Repeat verbatim the lines from the one containing "Report one point per instance of the number" up to and including the one containing "[[170, 236]]", and only those lines.

---------------

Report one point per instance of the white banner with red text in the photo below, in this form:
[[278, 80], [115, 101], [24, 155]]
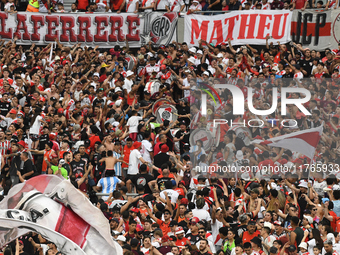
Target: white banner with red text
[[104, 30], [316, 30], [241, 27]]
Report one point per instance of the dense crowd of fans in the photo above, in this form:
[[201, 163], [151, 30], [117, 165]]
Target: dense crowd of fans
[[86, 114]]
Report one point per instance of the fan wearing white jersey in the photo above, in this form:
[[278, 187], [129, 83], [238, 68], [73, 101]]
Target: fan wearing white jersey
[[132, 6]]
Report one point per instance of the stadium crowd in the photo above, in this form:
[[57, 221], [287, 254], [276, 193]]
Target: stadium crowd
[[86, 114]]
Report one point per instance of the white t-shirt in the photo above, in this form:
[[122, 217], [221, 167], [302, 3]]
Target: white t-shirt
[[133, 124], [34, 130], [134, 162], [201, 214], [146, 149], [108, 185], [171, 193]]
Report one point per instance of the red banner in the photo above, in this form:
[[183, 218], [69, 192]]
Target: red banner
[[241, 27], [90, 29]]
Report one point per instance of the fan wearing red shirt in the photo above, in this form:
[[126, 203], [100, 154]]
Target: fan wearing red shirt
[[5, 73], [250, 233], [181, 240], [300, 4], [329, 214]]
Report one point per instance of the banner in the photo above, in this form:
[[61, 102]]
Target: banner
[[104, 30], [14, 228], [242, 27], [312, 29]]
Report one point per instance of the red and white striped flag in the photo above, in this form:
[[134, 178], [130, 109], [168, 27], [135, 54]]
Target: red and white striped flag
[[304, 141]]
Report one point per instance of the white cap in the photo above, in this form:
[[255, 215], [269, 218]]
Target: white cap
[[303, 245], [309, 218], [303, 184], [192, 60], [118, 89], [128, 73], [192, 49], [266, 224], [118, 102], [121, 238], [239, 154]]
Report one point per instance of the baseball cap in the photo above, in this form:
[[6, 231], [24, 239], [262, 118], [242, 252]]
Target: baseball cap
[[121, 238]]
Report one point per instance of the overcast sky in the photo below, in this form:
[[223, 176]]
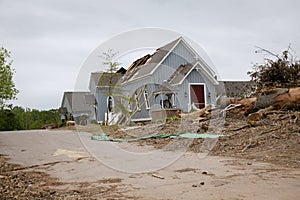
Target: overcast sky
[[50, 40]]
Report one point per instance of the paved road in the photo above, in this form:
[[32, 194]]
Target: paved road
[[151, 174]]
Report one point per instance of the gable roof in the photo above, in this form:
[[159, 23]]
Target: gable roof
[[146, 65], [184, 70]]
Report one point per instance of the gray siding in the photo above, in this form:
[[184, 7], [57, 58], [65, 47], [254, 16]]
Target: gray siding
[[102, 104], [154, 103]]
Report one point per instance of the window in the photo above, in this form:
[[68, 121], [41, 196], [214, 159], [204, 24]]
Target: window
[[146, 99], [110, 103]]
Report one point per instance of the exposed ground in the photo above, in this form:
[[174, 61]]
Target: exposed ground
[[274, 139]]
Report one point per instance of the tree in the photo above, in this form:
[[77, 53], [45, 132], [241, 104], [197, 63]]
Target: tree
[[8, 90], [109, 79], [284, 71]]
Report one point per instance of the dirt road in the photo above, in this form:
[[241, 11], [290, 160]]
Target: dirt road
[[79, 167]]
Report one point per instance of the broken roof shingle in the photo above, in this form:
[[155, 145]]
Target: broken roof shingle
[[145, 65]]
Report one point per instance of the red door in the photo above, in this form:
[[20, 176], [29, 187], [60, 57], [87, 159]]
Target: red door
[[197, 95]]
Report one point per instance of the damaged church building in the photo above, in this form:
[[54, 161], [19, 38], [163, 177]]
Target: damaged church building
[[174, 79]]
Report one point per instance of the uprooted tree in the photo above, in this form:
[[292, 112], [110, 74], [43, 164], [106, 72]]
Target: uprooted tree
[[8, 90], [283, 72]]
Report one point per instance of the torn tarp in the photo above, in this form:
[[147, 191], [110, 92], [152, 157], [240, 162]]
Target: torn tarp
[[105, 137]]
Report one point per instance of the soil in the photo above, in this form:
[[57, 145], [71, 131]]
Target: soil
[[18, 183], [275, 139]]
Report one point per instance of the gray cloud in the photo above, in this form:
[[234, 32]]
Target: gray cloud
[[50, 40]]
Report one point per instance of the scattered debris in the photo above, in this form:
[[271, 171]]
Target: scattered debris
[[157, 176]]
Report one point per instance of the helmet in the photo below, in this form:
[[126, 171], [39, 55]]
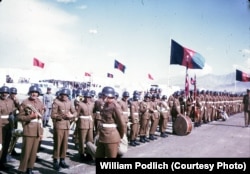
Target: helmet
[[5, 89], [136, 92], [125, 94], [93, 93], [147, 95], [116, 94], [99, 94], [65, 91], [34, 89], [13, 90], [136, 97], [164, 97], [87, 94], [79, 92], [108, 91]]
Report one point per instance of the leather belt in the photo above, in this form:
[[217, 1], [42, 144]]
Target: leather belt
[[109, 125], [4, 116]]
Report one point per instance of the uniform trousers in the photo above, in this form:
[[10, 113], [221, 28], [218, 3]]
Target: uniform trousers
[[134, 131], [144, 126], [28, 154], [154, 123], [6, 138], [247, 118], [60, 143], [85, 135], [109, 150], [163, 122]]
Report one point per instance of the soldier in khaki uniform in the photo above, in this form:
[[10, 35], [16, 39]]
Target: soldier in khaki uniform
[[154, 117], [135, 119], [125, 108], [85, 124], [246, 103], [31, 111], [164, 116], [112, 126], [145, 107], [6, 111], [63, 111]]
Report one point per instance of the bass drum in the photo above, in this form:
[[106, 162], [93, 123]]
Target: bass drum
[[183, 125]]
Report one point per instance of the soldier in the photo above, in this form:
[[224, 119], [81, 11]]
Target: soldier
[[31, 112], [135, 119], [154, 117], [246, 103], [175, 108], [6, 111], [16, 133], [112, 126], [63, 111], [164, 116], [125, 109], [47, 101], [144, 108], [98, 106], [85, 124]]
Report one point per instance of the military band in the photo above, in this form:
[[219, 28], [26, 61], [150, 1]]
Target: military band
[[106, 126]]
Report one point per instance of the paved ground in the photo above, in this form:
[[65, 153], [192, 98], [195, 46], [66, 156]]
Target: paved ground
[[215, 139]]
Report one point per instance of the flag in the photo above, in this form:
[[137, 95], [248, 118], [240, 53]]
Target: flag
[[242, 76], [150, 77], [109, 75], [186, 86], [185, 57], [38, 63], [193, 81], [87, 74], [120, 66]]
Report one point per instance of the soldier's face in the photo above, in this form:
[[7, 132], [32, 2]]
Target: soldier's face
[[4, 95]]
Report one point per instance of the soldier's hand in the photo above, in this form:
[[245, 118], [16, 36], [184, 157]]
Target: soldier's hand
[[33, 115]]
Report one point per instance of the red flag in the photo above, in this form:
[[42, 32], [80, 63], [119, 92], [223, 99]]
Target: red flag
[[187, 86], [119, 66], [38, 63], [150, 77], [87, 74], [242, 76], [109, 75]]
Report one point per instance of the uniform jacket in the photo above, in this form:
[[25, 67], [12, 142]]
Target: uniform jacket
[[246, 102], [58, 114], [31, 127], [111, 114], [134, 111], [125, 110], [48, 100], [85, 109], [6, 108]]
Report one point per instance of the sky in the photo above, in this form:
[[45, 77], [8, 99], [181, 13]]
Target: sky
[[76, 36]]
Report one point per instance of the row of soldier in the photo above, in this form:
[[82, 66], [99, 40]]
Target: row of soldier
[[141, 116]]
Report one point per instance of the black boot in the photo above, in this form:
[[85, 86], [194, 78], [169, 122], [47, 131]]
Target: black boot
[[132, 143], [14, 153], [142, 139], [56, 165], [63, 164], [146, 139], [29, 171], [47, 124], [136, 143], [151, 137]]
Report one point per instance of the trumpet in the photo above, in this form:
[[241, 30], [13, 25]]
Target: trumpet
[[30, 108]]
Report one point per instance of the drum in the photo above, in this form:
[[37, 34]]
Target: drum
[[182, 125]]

---------------

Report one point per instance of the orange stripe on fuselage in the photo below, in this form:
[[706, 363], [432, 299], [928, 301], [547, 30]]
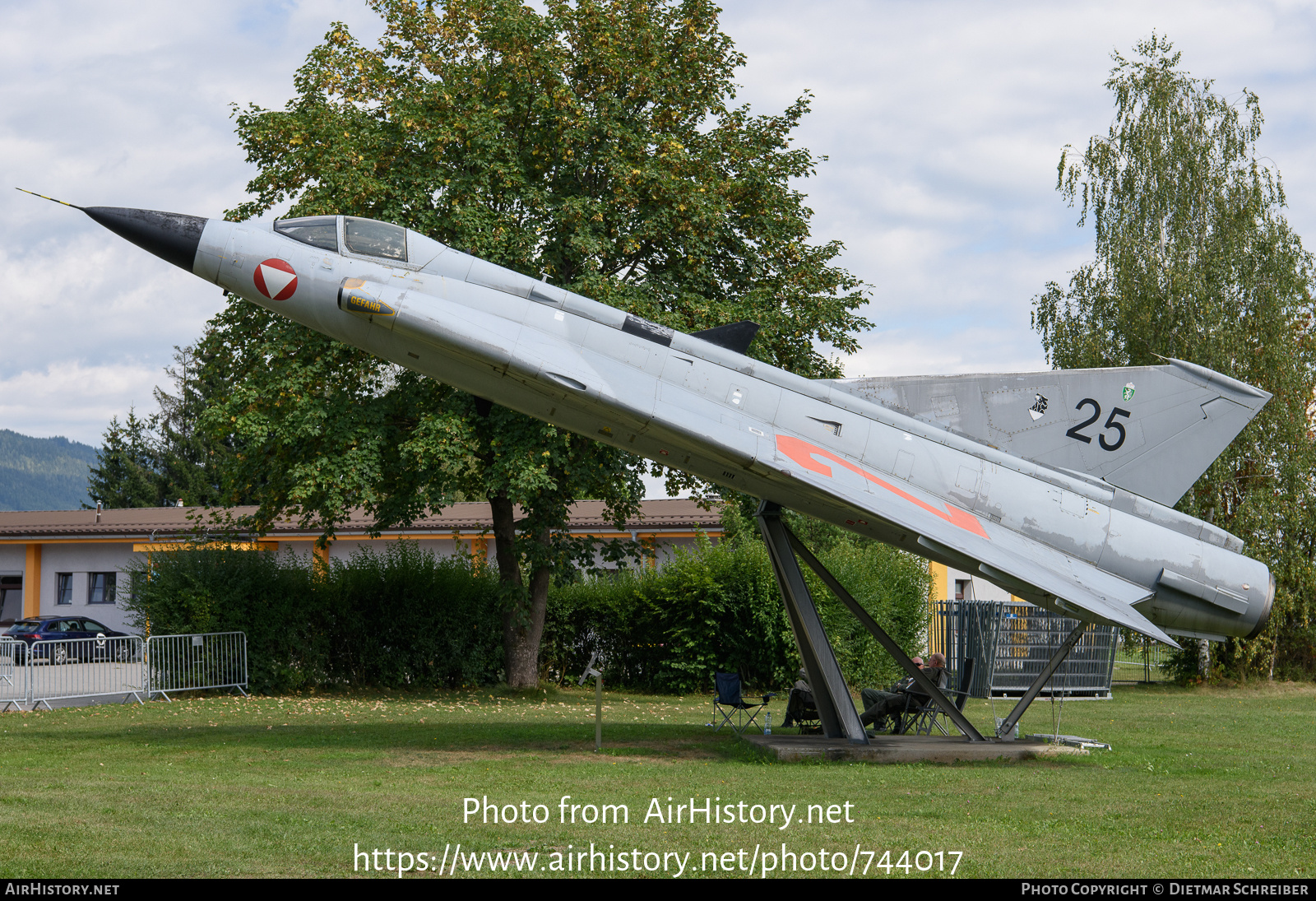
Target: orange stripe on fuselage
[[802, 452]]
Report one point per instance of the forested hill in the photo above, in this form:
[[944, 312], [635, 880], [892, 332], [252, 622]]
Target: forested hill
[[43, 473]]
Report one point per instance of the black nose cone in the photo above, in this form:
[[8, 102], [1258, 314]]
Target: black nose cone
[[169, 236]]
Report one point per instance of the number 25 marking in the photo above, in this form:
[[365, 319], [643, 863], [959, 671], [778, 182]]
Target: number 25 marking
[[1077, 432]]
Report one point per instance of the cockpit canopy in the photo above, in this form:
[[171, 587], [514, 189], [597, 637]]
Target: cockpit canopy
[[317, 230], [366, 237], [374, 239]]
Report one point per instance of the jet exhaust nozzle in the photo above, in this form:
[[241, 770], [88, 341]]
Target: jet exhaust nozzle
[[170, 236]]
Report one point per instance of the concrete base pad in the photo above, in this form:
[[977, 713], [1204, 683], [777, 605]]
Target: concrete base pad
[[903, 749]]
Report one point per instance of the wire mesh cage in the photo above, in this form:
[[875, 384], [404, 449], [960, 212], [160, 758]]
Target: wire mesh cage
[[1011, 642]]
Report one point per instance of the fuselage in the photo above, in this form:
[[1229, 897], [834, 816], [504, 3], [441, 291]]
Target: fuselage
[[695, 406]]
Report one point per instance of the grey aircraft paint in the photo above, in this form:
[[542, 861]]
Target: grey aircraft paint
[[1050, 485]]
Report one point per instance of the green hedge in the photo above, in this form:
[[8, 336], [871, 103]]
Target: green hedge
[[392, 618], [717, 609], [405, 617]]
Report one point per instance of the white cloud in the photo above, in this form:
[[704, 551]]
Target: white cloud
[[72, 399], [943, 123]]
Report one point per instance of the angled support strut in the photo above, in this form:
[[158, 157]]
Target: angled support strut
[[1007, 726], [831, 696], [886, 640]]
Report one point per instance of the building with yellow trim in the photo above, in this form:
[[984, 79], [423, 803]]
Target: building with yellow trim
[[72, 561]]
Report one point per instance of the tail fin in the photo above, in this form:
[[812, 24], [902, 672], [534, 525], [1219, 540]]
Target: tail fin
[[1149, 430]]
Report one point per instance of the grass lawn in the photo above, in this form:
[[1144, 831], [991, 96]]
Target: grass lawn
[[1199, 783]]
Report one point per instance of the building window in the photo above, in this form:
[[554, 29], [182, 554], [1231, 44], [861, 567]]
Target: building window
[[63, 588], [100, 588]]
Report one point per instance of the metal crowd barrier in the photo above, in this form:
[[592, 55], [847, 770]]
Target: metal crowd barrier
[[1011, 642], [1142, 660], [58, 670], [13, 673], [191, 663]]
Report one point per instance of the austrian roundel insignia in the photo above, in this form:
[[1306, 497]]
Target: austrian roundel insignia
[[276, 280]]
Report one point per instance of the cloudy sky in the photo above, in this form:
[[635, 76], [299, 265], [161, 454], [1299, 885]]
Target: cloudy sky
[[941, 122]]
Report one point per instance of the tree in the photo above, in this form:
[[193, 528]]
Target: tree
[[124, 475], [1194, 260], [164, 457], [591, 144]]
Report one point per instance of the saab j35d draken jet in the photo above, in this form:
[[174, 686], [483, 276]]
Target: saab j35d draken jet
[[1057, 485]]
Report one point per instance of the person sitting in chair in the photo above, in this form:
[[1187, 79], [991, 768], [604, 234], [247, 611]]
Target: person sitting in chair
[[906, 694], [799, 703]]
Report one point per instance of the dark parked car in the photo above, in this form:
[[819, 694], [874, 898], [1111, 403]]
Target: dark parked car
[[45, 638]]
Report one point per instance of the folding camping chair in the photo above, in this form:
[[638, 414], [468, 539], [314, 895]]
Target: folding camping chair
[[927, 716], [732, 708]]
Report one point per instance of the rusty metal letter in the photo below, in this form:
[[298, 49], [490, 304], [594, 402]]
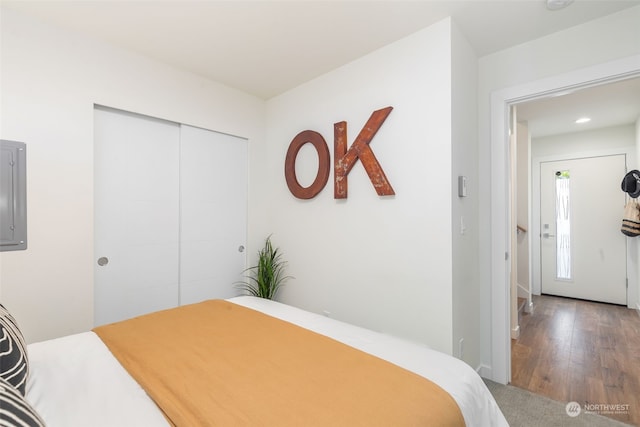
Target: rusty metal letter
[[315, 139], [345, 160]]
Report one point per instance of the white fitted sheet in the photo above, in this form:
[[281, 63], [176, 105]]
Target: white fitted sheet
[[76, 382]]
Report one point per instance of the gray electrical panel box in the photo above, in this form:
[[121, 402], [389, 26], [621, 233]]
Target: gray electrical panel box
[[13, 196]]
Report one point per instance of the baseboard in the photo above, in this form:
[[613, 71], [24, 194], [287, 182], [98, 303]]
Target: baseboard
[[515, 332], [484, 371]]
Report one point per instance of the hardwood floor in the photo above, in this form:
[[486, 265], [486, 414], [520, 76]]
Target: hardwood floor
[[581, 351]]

---------------

**Written solution**.
Report one point per instance of the number 25 marking in the photo above, in this form:
[[365, 319], [643, 863], [959, 671], [778, 182]]
Target: number 25 marking
[[1077, 432]]
Report one point per instance of the cockpit canopy in the photo above, in this form:
[[171, 587], [514, 189], [597, 637]]
Target: cockpit canopy
[[317, 230], [366, 237], [374, 239]]
Report one point per instance of the jet exhaust nozzle in the photo above, in this form:
[[241, 770], [88, 341]]
Target: jet exhaust nozzle
[[170, 236]]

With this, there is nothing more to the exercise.